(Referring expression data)
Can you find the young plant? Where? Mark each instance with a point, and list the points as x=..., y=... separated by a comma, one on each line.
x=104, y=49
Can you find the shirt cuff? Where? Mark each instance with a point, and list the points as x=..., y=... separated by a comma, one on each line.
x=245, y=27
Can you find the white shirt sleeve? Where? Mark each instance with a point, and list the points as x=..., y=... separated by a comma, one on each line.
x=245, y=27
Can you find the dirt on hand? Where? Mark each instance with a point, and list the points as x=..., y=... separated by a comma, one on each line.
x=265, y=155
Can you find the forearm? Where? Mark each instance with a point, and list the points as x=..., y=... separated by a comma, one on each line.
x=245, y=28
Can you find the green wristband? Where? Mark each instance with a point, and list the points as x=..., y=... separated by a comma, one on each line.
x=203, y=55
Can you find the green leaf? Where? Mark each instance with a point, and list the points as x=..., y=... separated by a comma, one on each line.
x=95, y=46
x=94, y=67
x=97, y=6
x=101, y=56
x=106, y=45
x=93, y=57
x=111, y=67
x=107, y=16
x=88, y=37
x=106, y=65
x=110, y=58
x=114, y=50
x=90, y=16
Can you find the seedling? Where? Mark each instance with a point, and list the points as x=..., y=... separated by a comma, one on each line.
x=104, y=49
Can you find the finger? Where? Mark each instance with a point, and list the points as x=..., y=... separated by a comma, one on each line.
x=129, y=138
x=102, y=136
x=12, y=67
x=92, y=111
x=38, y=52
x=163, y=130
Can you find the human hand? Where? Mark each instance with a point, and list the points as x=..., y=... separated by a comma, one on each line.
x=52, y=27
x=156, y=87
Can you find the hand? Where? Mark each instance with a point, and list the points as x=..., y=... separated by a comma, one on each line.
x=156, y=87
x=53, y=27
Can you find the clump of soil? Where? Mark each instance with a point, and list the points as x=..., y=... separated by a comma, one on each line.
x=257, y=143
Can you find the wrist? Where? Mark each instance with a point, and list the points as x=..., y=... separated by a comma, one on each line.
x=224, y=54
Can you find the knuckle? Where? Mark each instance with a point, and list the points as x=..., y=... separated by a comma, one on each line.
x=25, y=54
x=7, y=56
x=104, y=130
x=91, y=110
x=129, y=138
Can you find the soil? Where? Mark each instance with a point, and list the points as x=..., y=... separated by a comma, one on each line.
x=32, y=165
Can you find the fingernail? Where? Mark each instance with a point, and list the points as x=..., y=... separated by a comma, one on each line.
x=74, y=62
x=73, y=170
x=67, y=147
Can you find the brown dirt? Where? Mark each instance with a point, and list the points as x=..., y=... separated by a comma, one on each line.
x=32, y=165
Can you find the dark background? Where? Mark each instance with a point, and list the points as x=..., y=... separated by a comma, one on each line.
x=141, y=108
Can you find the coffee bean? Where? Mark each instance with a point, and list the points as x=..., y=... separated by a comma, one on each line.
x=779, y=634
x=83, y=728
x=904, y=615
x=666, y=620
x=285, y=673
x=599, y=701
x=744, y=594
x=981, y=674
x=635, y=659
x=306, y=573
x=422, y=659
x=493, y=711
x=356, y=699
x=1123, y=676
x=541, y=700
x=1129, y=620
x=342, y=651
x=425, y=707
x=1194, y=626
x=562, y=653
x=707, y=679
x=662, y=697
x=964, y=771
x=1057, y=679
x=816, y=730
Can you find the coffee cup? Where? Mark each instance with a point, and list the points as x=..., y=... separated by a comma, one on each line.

*Problem to solve*.
Repeat all of the data exactly.

*Solution for this problem*.
Can you find the young plant? Where? Mark each instance with a point, and list the points as x=..., y=... separated by a comma, one on each line.
x=104, y=49
Can you find the shirt cuff? Where? Mark each instance with a point, and list the points as x=..., y=... separated by a comma, one on each line.
x=245, y=27
Can you find the white shirt sleeve? Where? Mark each instance with a point, and list the points as x=..., y=... separated by a comma, one on each line.
x=245, y=27
Can you find the dirt on hand? Where? Mark each instance with a point, and list the points as x=..., y=... separated by a comma, one on each line.
x=265, y=155
Can you find the forearm? Where? Mark each instance with a point, and list the points as x=..., y=... separated by a comma, one on each line.
x=245, y=28
Can you find the green wristband? Where? Mark each instance with a point, and list the points as x=..., y=... separated by a comma, one on each line.
x=203, y=55
Can you find the green leaf? Where? Mark each instance with a point, and list the points as x=..., y=... separated by a comma, one on each line.
x=95, y=46
x=94, y=67
x=97, y=6
x=101, y=56
x=106, y=45
x=93, y=57
x=111, y=67
x=107, y=16
x=88, y=37
x=106, y=65
x=110, y=58
x=114, y=50
x=90, y=16
Can you find the seedling? Where? Mark each instance with a point, and list the points as x=..., y=... separated by a comma, one on each line.
x=104, y=49
Can you find the finger? Where? Mark each instance with a point, and list the points as x=..., y=... separated by a comma, one on each line.
x=129, y=138
x=102, y=136
x=12, y=67
x=92, y=111
x=38, y=52
x=163, y=130
Can you find the human hand? Where? Mark each instance with a point, and list the points as x=..., y=... separated by a comma, one on each line.
x=52, y=27
x=156, y=87
Can you find the hand? Where? Mark each instance with a point, and list the points as x=..., y=... separated by a comma, one on each line.
x=156, y=87
x=53, y=27
Can you find the clump of soil? Where? Mark each instance with a point, and list the points as x=..., y=... separated by a comma, one on each line.
x=257, y=143
Can you find the wrist? Where? Mark each instance with a point, and list the points as x=..., y=... separated by a comma, one on each line.
x=224, y=54
Can you find the knuckle? Where? Mark each instance with a point, and list the points as x=..., y=... separated by a comma, one on each line.
x=25, y=54
x=7, y=56
x=104, y=130
x=91, y=110
x=129, y=138
Can you find the soil? Where? Mark each instance with a point, and list the points as x=..., y=... separated by a comma, one on each line.
x=32, y=165
Can you find the fingernail? Where? Mark each instance with a point, and list the points as x=..., y=... separated by a comma, one on each line.
x=74, y=62
x=73, y=170
x=67, y=147
Can you find the brown dirt? Where? Mark each instance with a point, and list the points as x=..., y=... separated by a comma, one on each line.
x=32, y=165
Can you find the dark background? Where? Mark each instance with a point, and list the points as x=..., y=... separated by a comma, one on each line.
x=141, y=108
Can you find the coffee bean? Where? Mark each instance with a point, and list the points as x=..., y=... separated by a comma, one on each line.
x=779, y=634
x=83, y=728
x=904, y=615
x=666, y=620
x=285, y=673
x=599, y=701
x=744, y=594
x=981, y=674
x=635, y=659
x=306, y=573
x=422, y=659
x=493, y=711
x=356, y=699
x=1123, y=676
x=541, y=700
x=1129, y=620
x=342, y=651
x=425, y=707
x=1194, y=626
x=562, y=653
x=707, y=679
x=662, y=697
x=964, y=771
x=1057, y=679
x=816, y=730
Can you find the coffee cup? Where? Mark each instance with a point, and list the points as x=..., y=... separated by a comma, one on each line.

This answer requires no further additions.